Print exactly those lines that run from the beginning of the data to the line bearing "We already know the shuttered", inclusive.

THE RECORDS START

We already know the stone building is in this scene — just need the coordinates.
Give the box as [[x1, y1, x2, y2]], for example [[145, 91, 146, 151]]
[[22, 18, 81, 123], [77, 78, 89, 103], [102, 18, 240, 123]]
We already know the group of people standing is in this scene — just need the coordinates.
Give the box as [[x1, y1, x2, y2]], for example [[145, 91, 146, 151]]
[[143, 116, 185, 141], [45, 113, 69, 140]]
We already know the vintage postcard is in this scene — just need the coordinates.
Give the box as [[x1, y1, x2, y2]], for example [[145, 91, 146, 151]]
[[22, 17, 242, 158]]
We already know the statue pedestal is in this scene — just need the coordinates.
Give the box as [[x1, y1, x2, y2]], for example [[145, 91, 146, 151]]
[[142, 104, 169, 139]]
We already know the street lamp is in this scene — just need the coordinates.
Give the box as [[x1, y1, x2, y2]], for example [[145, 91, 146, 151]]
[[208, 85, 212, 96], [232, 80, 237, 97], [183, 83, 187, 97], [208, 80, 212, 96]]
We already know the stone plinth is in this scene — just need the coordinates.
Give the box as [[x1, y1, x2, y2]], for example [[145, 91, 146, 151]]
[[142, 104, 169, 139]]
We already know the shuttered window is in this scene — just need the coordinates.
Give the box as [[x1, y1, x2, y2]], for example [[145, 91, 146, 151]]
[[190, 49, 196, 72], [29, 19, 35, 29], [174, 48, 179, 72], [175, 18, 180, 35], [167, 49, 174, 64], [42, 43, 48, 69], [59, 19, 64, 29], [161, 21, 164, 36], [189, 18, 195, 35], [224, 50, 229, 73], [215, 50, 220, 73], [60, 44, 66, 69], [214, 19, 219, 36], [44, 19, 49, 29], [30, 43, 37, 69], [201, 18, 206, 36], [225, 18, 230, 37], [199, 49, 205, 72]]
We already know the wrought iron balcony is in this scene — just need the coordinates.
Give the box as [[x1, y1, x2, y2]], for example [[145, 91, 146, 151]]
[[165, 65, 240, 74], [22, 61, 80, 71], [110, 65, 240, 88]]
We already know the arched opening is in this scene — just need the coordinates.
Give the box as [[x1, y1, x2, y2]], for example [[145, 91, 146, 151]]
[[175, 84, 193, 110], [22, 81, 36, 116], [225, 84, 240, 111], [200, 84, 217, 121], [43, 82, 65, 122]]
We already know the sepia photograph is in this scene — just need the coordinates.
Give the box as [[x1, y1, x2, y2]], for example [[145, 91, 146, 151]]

THE RECORDS END

[RESULT OF THE EXERCISE]
We already know the stone building is in this scene — just need the coordinates.
Give the box as [[x1, y1, x2, y2]], for example [[145, 91, 146, 151]]
[[22, 18, 81, 123], [77, 78, 89, 103], [102, 18, 240, 123]]
We already know the group of people standing is in this scene — just need the coordinates.
Give the box as [[x1, y1, x2, y2]], for example [[145, 91, 146, 151]]
[[143, 116, 185, 141], [45, 113, 69, 140]]
We already know the vintage postcard is in this scene — just need the coordinates.
Give the box as [[x1, y1, x2, y2]], for example [[145, 91, 146, 151]]
[[22, 17, 242, 158]]
We already know the statue pedestal is in this scene — just need the coordinates.
Give the box as [[x1, y1, x2, y2]], for example [[145, 91, 146, 151]]
[[142, 104, 169, 139]]
We already know the street lamp is in this scene — just need the coordinates.
Give the box as [[x1, y1, x2, y2]], for example [[145, 91, 146, 151]]
[[208, 85, 212, 96], [232, 80, 237, 97], [183, 83, 187, 97], [208, 80, 212, 96]]
We already know the stone plinth is in this scene — just need the coordinates.
Give the box as [[x1, y1, x2, y2]], for example [[145, 91, 146, 151]]
[[142, 104, 169, 139]]
We already know the shuttered window is in this scene — just need the coordinates.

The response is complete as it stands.